● O QUE FAZER
1: No texto sobre os produtores de Chapecó, por quantos anos Ilka lecionou no curso de jornalismo?
2: Copie do texto sobre os produtores de Chapecó o trecho que vai de "Isabeau Cotrim, Heloisa" até "carrega o ar.".

A produção da identidade cultural pelas lentes de quem desbrava um Brasil profundo

Isabeau Cotrim, Heloisa Gamero, Lucas Postal

O trepidar das rodas sobre a estrada de chão batido invade aquele espaço bucólico como um grito. A luz do sol arde nos olhos dos passageiros do veículo, um holofote no teatro da natureza. Os galhos das árvores ao lado de fora surgem como mãos acariciando o automóvel. Ao mesmo tempo, limitam a estrada de terra sem-fim à frente. Os produtores Ilka Goldschmidt e Cassemiro Vitorino têm uma história para contar. O ritual milenar do Kiki está prestes a iniciar na aldeia indígena Condá, no interior de Chapecó (SC). Alicerce da cultura kaingang, para muitos ali presentes, esse é o primeiro Kiki de suas vidas. Depois da voz dos pais, avós e bisavós da tribo perpetuarem o ritual apenas em lembrança, a ansiedade domina a aldeia e carrega o ar.

As câmeras de Ilka e Cassemiro são um elemento à parte, irregular e disruptivo naquele mundo forjado em terra, ocas e costumes tradicionais. Os produtores catarinenses traduzem em suas lentes o que apenas o coração de cada um dos presentes no ritual pode verbalizar. Procuram não interferir nem emular cenas daquele pedaço de Brasil profundo.

Perder-se para se encontrar, é o que dizem. Contar histórias foi o que aproximou Ilka, 52 anos, Cassemiro, 60 anos, mesmo sem nunca terem se perdido. Crias do jornalismo, hoje são responsáveis pela Margot Filmes, uma produtora especializada em produção de conteúdo independente na cidade de Chapecó. O casal se conheceu na rotina jornalística, Cassemiro já trabalhava no setor operacional na TV Barriga Verde quando Ilka entrou na empresa como editora e produtora do canal. Depois da TV, Ilka lecionou por 24 anos no curso de jornalismo que ajudou a fundar, na Universidade Comunitária da Região de Chapecó (Unochapecó). Aproximaram-se ainda mais quando Cassemiro decidiu fazer a graduação e teve Ilka como professora. O interesse em comum pela profissão foi ingrediente para unirem seus trabalhos e suas vontades em produzir sobre aquilo que não era mostrado pelas mídias tradicionais.

Foto: Heloisa Gamero

Uniram-se com o propósito de amplificar as vozes daqueles que não são constantemente representados por meio do audiovisual, com produções como documentários e filmes. 

Segundo Ilka, trabalhar com mais autonomia e com um caráter autoral, algo que não encontravam em outros meios de comunicação, é o que torna a arte de documentar tão maravilhosa. “Contar histórias é necessário”, ressalta a produtora. E acrescenta: “É fundamental para a gente se conhecer, para entender a nossa história, para a gente desconstruir muitas coisas que foram até hoje, não é?”. As histórias têm o poder de narrar nosso passado e prever o futuro, mais do que isso, podem salvar nosso presente. É preciso registrar o agora. Especialmente aquelas histórias que não se pode deixar para depois. O desejo de registrar o que acontece nos bastidores foi o que acendeu o interesse de contar aquilo que muitas vezes é obstruído por grandes figuras. Daí a paixão do casal pela temática socioambiental. Os Brasis dentro do Brasil carregam uma infinidade de vidas e de histórias, muitas delas com prazo de vida curto. O objetivo dos produtores sempre foi perpetuar essas histórias para que sejam lembradas entre as pessoas que assistem suas produções e para que conheçam suas origens. Se não contarmos as histórias do que acontece com o nosso planeta hoje, teremos algum amanhã?

(Trechos de um conjunto de dados de anotação de localização)
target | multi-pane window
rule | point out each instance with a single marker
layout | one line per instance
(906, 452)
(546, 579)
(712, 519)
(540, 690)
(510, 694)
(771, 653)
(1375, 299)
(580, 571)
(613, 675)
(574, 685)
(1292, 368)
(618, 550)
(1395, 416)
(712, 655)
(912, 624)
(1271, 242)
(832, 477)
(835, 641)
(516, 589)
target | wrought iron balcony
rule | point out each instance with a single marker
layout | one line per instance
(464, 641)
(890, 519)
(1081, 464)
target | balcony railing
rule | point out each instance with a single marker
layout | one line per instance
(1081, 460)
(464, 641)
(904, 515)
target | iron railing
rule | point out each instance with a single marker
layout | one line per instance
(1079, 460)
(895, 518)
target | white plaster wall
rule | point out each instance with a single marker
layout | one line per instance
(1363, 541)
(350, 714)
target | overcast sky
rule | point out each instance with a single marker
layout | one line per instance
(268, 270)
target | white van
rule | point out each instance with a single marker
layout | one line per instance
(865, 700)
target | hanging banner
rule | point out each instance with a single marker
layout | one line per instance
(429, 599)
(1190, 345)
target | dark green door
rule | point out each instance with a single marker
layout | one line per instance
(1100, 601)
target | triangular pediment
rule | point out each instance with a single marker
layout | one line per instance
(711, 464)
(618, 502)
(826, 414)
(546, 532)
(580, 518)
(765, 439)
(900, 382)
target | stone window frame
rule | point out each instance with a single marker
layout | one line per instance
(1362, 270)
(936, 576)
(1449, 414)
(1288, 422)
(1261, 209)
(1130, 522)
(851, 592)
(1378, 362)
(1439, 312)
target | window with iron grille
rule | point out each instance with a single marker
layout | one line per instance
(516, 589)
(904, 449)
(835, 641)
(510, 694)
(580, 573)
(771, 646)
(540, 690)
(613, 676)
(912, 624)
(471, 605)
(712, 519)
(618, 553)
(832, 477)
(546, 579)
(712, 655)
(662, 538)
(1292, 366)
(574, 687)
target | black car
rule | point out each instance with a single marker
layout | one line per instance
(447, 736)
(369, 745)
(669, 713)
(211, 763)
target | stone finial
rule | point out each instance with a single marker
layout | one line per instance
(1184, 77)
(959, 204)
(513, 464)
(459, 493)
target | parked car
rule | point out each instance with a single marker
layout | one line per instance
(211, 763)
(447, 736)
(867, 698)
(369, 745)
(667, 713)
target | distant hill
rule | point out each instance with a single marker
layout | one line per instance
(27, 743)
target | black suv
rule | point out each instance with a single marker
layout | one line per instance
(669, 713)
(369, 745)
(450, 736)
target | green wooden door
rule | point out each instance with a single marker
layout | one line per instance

● RESPOSTAS EM ORDEM
1: Por 24 anos.

2:
Isabeau Cotrim, Heloisa Gamero, Lucas Postal

O trepidar das rodas sobre a estrada de chão batido invade aquele espaço bucólico como um grito. A luz do sol arde nos olhos dos passageiros do veículo, um holofote no teatro da natureza. Os galhos das árvores ao lado de fora surgem como mãos acariciando o automóvel. Ao mesmo tempo, limitam a estrada de terra sem-fim à frente. Os produtores Ilka Goldschmidt e Cassemiro Vitorino têm uma história para contar. O ritual milenar do Kiki está prestes a iniciar na aldeia indígena Condá, no interior de Chapecó (SC). Alicerce da cultura kaingang, para muitos ali presentes, esse é o primeiro Kiki de suas vidas. Depois da voz dos pais, avós e bisavós da tribo perpetuarem o ritual apenas em lembrança, a ansiedade domina a aldeia e carrega o ar.